_Supplied entries_.
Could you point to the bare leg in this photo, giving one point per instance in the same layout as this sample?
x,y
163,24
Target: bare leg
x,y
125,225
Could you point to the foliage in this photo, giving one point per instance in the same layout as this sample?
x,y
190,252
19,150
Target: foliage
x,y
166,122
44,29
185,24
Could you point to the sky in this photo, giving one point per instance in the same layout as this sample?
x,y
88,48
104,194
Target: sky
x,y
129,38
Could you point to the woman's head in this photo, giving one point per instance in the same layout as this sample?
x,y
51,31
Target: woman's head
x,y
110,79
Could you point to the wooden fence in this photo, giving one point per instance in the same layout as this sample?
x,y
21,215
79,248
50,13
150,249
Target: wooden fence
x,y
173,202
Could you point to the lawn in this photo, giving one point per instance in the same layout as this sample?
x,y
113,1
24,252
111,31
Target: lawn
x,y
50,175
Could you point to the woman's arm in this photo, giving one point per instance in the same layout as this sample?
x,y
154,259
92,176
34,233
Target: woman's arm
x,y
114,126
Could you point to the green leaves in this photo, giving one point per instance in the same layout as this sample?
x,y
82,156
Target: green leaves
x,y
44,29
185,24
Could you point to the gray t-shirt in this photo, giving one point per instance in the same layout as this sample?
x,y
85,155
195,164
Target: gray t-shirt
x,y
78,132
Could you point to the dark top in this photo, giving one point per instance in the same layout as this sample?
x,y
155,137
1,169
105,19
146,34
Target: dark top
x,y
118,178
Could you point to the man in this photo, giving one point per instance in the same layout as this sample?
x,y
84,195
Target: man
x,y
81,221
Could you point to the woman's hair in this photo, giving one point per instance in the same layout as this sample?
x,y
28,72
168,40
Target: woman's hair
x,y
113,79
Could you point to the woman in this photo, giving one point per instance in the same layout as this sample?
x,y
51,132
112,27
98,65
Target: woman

_To do_.
The assignment is to restate, word for word, each line from the one containing "Target: foliage" through the final line of the material above.

_Exercise response_.
Target: foliage
x,y
166,122
44,29
185,24
Could you point to the sky in this photo, giving one point per instance in the same layout as this sample?
x,y
88,48
104,194
Target: sky
x,y
129,38
Could you point to the woman's head in this photo, giving one point per instance in the same layout as this sample?
x,y
51,31
Target: woman's head
x,y
110,79
Could you point to the wooden fence in this photo, giving one point per instance in the same layout as this sample?
x,y
21,215
79,248
50,13
150,249
Target: wooden fence
x,y
173,202
Could you point to the lawn in this photo, giving one point per instance in the same layout as this sample?
x,y
113,1
24,252
111,31
Target: lawn
x,y
50,175
Could you point to the woman's arm in this photo, giving one point per instance in the same layout as this sample?
x,y
154,259
92,176
34,233
Target: woman's arm
x,y
114,126
Could you point to the green leaves in this photo, giving one point per instance in the same layout as this sample?
x,y
82,156
Target: green leaves
x,y
44,29
185,24
Could you point to the gray t-shirt in this photo, giving one point per instance in the same layout as this sample?
x,y
85,155
195,164
Target: gray t-shirt
x,y
78,132
Could you point to the dark top in this photo, giving one point per instance in the same layout as this sample?
x,y
155,137
1,169
105,19
146,34
Target: dark top
x,y
118,178
Could you point to the man in this photo, giving one point per instance in the same layout as this sample?
x,y
84,195
Target: man
x,y
81,221
Could you point to the woman's hair in this photo, giving one point per instance in the same layout as this sample?
x,y
28,72
168,40
Target: woman's hair
x,y
113,79
Could you point to the woman in this photo, giving one point per instance in the same layout as this sample?
x,y
51,132
112,27
98,65
Target: woman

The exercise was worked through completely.